▸ Exercise data
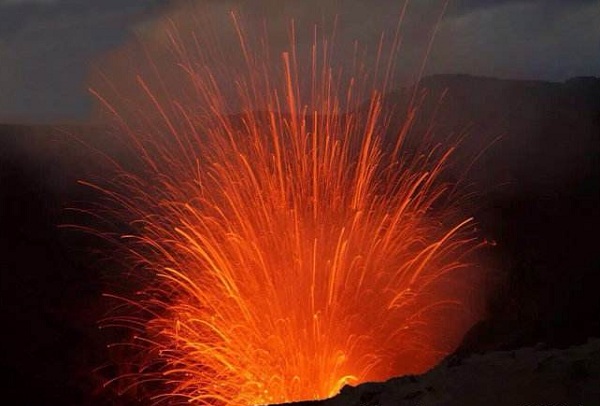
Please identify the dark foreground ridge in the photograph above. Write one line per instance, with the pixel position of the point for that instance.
(528, 376)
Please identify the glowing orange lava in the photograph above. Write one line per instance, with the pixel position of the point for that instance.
(288, 249)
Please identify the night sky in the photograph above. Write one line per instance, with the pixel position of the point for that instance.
(46, 46)
(537, 187)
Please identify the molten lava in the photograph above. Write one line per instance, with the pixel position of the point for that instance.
(288, 249)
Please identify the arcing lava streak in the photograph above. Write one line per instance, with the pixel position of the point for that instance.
(288, 249)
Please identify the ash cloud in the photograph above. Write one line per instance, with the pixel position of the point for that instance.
(46, 45)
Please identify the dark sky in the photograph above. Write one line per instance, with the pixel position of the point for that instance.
(46, 45)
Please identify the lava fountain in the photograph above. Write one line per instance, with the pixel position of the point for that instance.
(288, 249)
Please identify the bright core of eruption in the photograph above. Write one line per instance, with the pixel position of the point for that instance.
(284, 251)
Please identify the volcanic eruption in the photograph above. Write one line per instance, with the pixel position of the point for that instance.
(279, 243)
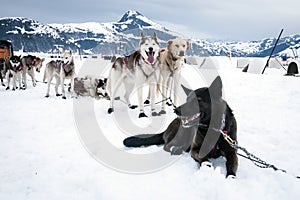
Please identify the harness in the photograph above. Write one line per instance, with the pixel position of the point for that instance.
(17, 69)
(152, 65)
(174, 60)
(68, 67)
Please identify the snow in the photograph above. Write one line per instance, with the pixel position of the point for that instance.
(45, 154)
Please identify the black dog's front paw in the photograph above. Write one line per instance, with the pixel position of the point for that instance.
(142, 115)
(162, 112)
(147, 101)
(110, 110)
(176, 150)
(132, 106)
(231, 177)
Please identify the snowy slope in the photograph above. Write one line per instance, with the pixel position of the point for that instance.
(105, 38)
(44, 156)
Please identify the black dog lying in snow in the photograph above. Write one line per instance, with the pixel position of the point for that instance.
(197, 128)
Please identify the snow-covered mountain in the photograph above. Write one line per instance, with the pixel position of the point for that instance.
(121, 37)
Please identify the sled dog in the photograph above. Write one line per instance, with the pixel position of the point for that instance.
(89, 86)
(171, 60)
(197, 128)
(61, 70)
(14, 70)
(138, 69)
(30, 62)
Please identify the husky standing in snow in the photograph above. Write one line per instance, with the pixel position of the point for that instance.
(29, 63)
(136, 70)
(197, 129)
(14, 70)
(171, 61)
(61, 70)
(90, 86)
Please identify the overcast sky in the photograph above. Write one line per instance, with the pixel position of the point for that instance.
(237, 20)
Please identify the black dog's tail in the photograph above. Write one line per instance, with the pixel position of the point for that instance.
(144, 140)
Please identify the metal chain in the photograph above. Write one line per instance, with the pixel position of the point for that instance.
(256, 161)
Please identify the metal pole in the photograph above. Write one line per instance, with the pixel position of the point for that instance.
(272, 51)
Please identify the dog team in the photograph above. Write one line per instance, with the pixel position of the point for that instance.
(204, 112)
(150, 65)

▸ Work order
Write every entry out again exactly, images omitted.

▸ Answer section
Please identify the dark foreground ridge in the photograph above. Write one line per instance, with the pixel position of the point for that instance.
(528, 376)
Please identify the glowing orange lava in the photograph above. Write one line per instance, with the pixel position of the point for that instance.
(288, 249)
Please identify the night sky in the photograph above. Write one line per instance, with the pixel position of the point for that instance.
(46, 46)
(537, 187)
Please identify the molten lava in the photograph above. Write one line per instance, with the pixel position of the point for that instance.
(288, 249)
Please identify the arcing lava streak in the photograph above. Write one line per instance, with the pixel position of the point for that instance.
(288, 249)
Please identify the ash cloud in the photograph above. Write one line per instance, with the pixel position of the point for that instance.
(46, 45)
Please identify the dark sky in the photograph above. Write one line per instance, with the pixel position of the point for that instance.
(46, 45)
Please identify the lava fountain in the photograph above. Write one line per instance, with the pixel position of the point for that instance.
(288, 249)
Please identify the bright core of eruption in the photograph above. Write one line per instance, with the pixel position of the point for that instance.
(284, 251)
Please identify the volcanic eruption in the photograph above. Write one line per instance, with the pixel position of the point for that instance.
(279, 243)
Please identify the harness in the photograph above. Write one line per instance, with the pixel position of the point for that instance.
(17, 69)
(152, 65)
(174, 60)
(68, 67)
Please identify the snow in the photograph above. Write one line per instance, with the pixel position of the point for that instance.
(45, 154)
Please identify the black dog's front paw in the photograph above. Write one line per instance, with the pixel position of the point for that instance.
(142, 115)
(162, 112)
(147, 101)
(110, 110)
(176, 150)
(132, 106)
(231, 177)
Please identify the snowy slope in the photograph above. Write one line per instance, with the pixel position of the point for that instance.
(105, 38)
(44, 156)
Please identify the black dog lying in snow in the photograph above. Write one line per instance, with the pixel position of the point for that instance.
(197, 128)
Please identify the snow-covered mountain in the photograph above. Write one line per instance, with the pixel position of the point for that instance.
(121, 37)
Please identify the sled dog in the photograph above. Write one line per instance, with the pixel position of the point for that instance.
(89, 86)
(171, 60)
(197, 128)
(61, 70)
(14, 70)
(138, 69)
(30, 62)
Please identify the husky standing in snow in the photograph above. Write one line per instance, with the pixel position of the point for that instance.
(29, 63)
(136, 70)
(197, 129)
(14, 70)
(171, 61)
(61, 70)
(90, 86)
Please identify the overcast sky in the photograph above. Write one line per instance, with the pixel position of the point for that instance.
(237, 20)
Please identify the black dog's tail in the photograph above. Write one line per instance, with the pixel position of the point for that instance.
(144, 140)
Please identify the metal chain in the photograph above. Write one line per instance, with the pixel position of the point for that instance.
(256, 161)
Please identify the metal pole in the photograph above. Write one line per instance, with the pixel position of the point for that instance.
(272, 51)
Please identify the dog team in the photograph above. Write one line per instance, with the pixel position of the point for that instance.
(204, 112)
(150, 65)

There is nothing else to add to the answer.